# MATERIAL PROVIDED

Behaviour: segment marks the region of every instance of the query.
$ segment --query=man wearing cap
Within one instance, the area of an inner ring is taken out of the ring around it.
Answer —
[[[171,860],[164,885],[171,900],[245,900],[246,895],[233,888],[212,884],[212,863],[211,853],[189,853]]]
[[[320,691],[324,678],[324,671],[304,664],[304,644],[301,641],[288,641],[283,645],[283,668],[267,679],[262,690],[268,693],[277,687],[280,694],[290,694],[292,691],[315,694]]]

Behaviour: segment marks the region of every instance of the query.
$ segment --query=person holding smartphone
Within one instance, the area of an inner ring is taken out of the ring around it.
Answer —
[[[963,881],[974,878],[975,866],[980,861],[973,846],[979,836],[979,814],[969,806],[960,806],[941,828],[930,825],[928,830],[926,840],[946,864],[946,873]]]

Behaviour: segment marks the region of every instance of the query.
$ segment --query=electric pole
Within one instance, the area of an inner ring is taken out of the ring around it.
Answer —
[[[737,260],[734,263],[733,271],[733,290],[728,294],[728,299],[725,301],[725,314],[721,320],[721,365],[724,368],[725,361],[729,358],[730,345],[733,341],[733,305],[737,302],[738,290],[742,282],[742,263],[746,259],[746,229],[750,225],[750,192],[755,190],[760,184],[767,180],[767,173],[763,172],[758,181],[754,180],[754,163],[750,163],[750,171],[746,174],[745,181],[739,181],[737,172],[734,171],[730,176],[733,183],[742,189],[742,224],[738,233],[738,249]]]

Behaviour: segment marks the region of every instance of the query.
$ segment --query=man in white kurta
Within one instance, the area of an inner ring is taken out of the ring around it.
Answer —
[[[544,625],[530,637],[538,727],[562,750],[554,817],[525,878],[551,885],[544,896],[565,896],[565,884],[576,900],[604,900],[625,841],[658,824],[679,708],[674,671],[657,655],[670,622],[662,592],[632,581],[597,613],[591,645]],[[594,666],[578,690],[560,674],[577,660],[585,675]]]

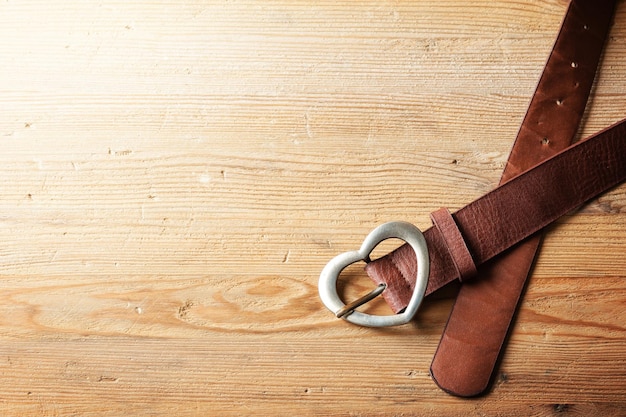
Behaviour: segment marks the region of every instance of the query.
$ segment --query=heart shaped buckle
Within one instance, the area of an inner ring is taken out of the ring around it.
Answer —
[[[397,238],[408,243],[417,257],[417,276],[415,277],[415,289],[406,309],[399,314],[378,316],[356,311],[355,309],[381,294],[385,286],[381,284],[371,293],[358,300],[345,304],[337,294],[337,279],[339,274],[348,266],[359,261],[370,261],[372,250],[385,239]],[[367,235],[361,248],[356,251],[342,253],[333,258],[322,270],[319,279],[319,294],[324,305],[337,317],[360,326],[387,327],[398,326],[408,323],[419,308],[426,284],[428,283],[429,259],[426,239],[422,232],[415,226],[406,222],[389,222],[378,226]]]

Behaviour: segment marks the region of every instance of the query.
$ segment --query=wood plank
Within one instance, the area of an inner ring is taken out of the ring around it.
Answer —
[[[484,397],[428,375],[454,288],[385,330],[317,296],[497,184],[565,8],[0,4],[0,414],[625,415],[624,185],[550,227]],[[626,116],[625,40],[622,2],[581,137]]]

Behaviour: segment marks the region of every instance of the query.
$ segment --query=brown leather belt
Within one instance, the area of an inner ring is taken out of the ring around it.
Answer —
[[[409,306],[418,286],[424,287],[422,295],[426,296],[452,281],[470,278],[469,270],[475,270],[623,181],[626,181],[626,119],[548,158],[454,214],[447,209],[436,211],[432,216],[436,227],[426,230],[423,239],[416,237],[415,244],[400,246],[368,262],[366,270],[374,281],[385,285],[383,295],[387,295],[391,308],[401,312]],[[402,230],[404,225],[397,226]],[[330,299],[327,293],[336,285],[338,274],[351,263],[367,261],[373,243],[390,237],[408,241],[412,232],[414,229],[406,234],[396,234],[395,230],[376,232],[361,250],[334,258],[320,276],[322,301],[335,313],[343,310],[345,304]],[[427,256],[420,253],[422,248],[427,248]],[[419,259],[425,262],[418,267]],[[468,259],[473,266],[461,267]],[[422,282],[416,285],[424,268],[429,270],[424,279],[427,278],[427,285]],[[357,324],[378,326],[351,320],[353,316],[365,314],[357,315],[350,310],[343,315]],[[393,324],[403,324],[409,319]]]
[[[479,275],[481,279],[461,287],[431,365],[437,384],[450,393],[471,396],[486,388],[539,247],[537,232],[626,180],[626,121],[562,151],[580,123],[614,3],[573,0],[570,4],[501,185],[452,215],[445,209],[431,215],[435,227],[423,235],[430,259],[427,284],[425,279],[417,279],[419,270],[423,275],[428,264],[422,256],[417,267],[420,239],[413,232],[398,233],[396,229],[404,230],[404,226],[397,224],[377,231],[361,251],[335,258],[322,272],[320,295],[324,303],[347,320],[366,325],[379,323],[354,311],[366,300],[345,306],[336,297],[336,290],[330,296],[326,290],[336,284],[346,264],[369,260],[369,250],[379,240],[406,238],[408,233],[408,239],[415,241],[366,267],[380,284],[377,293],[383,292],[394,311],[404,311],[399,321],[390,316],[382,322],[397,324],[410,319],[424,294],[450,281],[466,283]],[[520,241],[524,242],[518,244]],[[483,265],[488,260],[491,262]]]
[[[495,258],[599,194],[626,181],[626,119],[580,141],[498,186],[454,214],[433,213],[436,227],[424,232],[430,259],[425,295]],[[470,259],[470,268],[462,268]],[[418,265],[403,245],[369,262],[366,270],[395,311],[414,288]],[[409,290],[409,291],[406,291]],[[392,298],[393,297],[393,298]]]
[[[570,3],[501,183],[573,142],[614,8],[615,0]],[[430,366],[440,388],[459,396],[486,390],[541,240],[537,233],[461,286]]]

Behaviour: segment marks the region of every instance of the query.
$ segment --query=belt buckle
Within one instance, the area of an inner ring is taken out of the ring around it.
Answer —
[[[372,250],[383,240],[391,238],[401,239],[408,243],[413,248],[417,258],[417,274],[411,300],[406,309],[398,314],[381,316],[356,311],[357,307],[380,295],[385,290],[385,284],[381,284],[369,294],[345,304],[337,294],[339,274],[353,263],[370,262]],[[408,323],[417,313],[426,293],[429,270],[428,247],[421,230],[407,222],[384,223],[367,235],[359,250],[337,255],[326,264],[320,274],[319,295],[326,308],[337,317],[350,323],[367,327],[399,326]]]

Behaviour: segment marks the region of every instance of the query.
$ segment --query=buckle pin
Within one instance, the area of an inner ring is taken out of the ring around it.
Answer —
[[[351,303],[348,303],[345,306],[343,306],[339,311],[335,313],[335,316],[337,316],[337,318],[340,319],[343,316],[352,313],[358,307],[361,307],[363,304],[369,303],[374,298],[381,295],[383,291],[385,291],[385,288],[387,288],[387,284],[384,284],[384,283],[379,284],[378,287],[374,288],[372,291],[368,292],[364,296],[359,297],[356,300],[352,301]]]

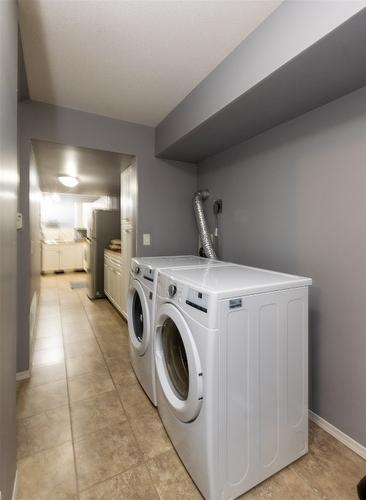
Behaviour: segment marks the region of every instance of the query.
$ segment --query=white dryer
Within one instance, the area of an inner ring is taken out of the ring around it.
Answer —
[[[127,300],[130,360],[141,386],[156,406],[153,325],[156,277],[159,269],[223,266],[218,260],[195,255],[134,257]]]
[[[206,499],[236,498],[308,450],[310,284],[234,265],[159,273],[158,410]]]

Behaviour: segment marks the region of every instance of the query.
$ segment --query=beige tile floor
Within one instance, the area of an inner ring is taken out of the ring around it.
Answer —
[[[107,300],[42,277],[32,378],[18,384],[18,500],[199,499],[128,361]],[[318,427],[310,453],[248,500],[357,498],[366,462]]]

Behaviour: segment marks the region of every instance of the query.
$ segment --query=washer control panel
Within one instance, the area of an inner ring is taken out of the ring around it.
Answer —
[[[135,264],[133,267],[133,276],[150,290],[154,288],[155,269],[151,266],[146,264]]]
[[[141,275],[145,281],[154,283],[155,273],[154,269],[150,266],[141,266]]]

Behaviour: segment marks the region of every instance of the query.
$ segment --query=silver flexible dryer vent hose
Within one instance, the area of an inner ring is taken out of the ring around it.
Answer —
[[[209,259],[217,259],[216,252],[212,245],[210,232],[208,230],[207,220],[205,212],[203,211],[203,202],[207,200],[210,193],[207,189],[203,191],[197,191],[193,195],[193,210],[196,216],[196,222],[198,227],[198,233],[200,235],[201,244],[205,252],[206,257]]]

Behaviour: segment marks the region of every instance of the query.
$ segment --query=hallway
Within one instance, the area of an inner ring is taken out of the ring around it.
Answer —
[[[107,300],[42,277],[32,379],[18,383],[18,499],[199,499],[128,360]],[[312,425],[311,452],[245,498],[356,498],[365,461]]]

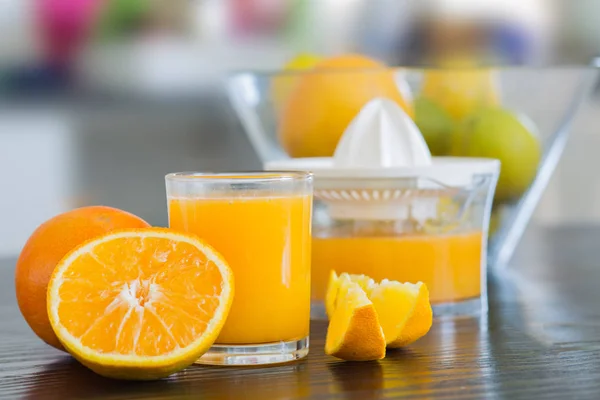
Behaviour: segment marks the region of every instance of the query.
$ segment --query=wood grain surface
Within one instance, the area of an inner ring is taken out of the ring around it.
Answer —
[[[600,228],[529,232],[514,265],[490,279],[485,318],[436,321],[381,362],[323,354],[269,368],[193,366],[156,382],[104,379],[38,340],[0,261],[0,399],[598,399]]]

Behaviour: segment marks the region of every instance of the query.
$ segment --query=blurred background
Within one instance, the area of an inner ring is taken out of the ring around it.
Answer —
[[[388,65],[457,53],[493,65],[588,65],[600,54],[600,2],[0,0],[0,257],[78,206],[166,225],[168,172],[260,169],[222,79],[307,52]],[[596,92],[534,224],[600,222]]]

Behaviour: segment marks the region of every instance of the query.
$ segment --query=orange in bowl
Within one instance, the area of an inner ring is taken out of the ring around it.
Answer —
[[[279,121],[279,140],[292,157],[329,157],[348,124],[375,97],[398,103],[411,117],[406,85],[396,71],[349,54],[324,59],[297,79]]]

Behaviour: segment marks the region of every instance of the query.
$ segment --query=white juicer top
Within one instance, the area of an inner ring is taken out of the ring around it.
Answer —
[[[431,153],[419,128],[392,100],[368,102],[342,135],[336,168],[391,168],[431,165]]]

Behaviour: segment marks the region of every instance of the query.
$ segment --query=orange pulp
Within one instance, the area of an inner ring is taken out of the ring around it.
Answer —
...
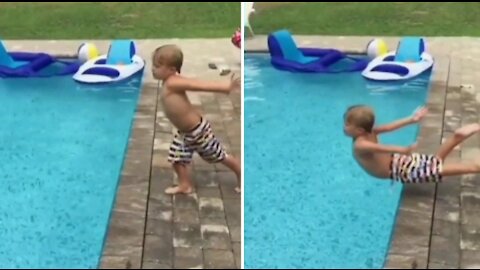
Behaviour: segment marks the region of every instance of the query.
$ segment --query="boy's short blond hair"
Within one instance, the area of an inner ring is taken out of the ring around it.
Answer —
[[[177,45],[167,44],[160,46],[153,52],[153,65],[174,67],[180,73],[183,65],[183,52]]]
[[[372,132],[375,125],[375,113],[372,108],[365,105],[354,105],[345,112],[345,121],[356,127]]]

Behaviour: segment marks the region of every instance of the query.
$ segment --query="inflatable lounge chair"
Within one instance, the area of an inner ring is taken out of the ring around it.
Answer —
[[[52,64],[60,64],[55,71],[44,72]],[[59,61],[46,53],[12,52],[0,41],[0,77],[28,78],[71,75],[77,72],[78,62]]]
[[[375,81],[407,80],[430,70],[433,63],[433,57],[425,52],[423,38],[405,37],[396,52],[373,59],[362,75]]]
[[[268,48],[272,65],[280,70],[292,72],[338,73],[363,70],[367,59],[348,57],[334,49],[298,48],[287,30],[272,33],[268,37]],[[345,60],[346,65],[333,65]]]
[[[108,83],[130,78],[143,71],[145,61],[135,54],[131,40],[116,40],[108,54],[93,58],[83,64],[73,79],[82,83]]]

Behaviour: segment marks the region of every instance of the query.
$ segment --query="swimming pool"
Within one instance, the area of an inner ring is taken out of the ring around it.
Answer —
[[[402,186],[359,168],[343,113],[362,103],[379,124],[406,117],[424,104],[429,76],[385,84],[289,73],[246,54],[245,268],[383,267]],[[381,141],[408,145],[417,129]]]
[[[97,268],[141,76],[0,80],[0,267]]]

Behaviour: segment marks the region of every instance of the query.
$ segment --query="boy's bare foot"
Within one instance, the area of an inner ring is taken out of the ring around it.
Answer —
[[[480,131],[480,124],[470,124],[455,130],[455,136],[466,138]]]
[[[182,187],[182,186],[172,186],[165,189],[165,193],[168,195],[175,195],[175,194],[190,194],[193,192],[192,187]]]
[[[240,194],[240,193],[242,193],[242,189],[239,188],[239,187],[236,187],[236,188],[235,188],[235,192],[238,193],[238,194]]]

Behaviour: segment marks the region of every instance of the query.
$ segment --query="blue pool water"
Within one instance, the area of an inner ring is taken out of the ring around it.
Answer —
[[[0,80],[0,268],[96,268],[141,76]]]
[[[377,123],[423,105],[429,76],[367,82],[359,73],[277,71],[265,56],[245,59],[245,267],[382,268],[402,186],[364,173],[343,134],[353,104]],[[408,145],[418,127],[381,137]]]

# EXERCISE
Wherever "orange" occurs in the entries above, copy the line it sits on.

# WRITTEN RESPONSE
$ segment --query=orange in bowl
$ segment --query=orange pulp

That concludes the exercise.